Could you give the data below again, exactly and completely?

################

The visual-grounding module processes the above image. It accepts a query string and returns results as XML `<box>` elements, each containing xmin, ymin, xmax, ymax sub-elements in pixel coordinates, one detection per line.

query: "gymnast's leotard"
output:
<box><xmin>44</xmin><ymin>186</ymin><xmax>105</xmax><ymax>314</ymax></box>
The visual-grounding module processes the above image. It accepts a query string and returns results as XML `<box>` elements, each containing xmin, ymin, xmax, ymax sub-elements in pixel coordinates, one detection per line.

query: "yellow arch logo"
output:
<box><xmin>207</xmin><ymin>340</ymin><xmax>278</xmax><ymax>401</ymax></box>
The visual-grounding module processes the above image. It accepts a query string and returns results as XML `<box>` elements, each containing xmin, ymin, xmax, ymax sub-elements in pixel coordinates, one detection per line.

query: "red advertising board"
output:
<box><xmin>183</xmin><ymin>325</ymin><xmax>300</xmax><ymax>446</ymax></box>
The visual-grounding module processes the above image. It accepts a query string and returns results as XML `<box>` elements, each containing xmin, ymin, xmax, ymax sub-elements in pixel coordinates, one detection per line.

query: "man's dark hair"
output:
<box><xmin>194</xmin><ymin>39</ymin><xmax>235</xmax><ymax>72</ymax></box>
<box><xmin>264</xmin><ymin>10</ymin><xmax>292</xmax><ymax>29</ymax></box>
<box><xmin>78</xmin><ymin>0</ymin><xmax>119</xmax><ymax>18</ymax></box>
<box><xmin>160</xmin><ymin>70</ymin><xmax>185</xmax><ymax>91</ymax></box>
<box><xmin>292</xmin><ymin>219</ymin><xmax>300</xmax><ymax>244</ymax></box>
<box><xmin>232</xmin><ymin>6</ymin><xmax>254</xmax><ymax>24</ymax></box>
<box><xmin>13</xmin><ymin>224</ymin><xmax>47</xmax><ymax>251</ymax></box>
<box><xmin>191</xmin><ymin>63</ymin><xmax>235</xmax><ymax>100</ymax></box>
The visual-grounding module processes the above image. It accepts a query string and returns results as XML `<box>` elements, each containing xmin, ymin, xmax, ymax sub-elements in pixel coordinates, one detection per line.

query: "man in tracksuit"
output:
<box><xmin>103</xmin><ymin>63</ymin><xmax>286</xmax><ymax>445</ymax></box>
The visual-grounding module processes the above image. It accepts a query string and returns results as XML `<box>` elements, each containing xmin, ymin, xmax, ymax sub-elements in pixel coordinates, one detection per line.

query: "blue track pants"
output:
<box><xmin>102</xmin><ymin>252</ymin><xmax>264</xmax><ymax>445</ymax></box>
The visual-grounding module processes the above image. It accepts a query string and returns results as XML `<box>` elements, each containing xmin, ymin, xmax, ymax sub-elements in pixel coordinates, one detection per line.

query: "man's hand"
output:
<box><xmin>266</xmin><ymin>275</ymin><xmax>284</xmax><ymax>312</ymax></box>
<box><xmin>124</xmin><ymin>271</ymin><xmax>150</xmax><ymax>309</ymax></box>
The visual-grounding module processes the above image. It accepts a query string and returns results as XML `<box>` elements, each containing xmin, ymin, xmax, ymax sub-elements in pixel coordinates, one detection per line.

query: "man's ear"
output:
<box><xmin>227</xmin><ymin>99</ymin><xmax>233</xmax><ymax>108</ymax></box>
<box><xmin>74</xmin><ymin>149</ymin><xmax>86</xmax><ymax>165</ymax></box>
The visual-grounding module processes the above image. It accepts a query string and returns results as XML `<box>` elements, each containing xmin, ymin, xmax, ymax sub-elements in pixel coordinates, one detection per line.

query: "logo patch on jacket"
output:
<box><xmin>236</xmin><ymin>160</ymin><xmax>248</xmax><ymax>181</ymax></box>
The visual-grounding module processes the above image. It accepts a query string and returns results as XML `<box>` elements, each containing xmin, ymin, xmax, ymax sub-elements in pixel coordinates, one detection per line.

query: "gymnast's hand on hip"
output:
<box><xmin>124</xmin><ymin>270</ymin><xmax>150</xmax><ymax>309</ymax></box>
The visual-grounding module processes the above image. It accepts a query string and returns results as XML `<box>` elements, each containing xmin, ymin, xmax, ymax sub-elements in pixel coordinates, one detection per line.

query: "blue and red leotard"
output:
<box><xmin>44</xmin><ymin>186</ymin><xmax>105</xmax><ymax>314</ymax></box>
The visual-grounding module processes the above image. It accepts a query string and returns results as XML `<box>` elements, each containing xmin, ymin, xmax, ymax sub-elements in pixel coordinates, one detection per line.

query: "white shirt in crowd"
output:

################

## [Written solution]
The visual-grounding module processes the above image. It accepts a query string and returns results as XML `<box>` elements, each containing xmin, ymin, xmax, ymax sub-elements in pixel coordinates, one detection per line.

query: "gymnast's leotard"
output:
<box><xmin>44</xmin><ymin>186</ymin><xmax>105</xmax><ymax>314</ymax></box>
The visual-grounding module processes the above image. It accepts a query string and returns results as XML `<box>` elements, each containing xmin, ymin, xmax, ymax sub-elements in pixel coordinates, one detection per line.

query: "yellow arch logo"
output:
<box><xmin>207</xmin><ymin>340</ymin><xmax>278</xmax><ymax>401</ymax></box>
The visual-grounding module processes the above image. It accepts a query string and returns results as XML `<box>` elements, each containing xmin, ymin, xmax, ymax sub-elements in pixel coordinates, one detection per line.

query: "red advertising board"
output:
<box><xmin>183</xmin><ymin>325</ymin><xmax>300</xmax><ymax>446</ymax></box>
The visual-grounding module processes the above image. It accepts a query string and returns results as XML `<box>` elements, each containing xmin, ymin, xmax, ymax sub-elements in pixel coordinates, one detection per line.

query: "man's dark hair"
output:
<box><xmin>194</xmin><ymin>39</ymin><xmax>235</xmax><ymax>72</ymax></box>
<box><xmin>264</xmin><ymin>10</ymin><xmax>292</xmax><ymax>29</ymax></box>
<box><xmin>78</xmin><ymin>0</ymin><xmax>119</xmax><ymax>18</ymax></box>
<box><xmin>160</xmin><ymin>70</ymin><xmax>185</xmax><ymax>91</ymax></box>
<box><xmin>292</xmin><ymin>219</ymin><xmax>300</xmax><ymax>244</ymax></box>
<box><xmin>232</xmin><ymin>6</ymin><xmax>254</xmax><ymax>24</ymax></box>
<box><xmin>13</xmin><ymin>224</ymin><xmax>47</xmax><ymax>251</ymax></box>
<box><xmin>191</xmin><ymin>63</ymin><xmax>235</xmax><ymax>100</ymax></box>
The visual-grounding module processes the above image. It accepts a query string and returns results as XML `<box>` elements, each containing xmin, ymin, xmax, ymax sub-elements in pixel coordinates, one detection per line.

query: "man in tracksuit"
output:
<box><xmin>103</xmin><ymin>63</ymin><xmax>286</xmax><ymax>445</ymax></box>
The visual-grounding module processes the above image. It accepts a query string and returns results as XML `<box>` elements, each containing xmin, ymin, xmax, ymax sub-elements in pixel coordinates, one detection per line.

query: "blue track pants"
output:
<box><xmin>102</xmin><ymin>252</ymin><xmax>264</xmax><ymax>445</ymax></box>
The visual-grounding module processes the above image. It accepts a query string and returns results as XML `<box>` elements, each containing xmin, ymin, xmax, ymax sub-elements in pixel coordinates, one detection per line.

query: "man's hand"
output:
<box><xmin>266</xmin><ymin>275</ymin><xmax>284</xmax><ymax>312</ymax></box>
<box><xmin>124</xmin><ymin>271</ymin><xmax>150</xmax><ymax>309</ymax></box>
The visual-grounding module processes the above image. It accepts a query string and returns results as XML `<box>` elements, each containing xmin, ymin, xmax, ymax sub-elements in pixel coordinates, one detection per line.

query: "man's ear"
output:
<box><xmin>227</xmin><ymin>99</ymin><xmax>233</xmax><ymax>108</ymax></box>
<box><xmin>74</xmin><ymin>149</ymin><xmax>86</xmax><ymax>165</ymax></box>
The visual-grounding module processes the above image. It accepts a query string and returns results as XML `<box>` elements, each containing xmin, ymin, xmax, ymax sub-elements in pixel coordinates, one detection per line.

query: "logo patch on jacket"
output:
<box><xmin>236</xmin><ymin>160</ymin><xmax>248</xmax><ymax>181</ymax></box>
The visual-grounding module processes the above image. It accepts a query string and returns results as XML `<box>` elements, each containing xmin, ymin, xmax, ymax sub-elements in pixel coordinates, one detection per line.

query: "gymnast's hand on hip"
output:
<box><xmin>124</xmin><ymin>270</ymin><xmax>150</xmax><ymax>309</ymax></box>
The visual-grounding module processes the above image. It accepts a query string and returns results as XML `<box>` elements, each containing xmin, ymin, xmax, ymax sub-elements in pixel coordinates, one detection per line.

query: "blue and red leotard"
output:
<box><xmin>44</xmin><ymin>186</ymin><xmax>105</xmax><ymax>314</ymax></box>
The visual-grounding module processes the above image. It accepts a query string and returns results as XML `<box>` elements, each containing xmin, ymin, xmax, ymax sub-elements in pixel coordinates, one detection per line.

query: "white shirt in crowd"
output:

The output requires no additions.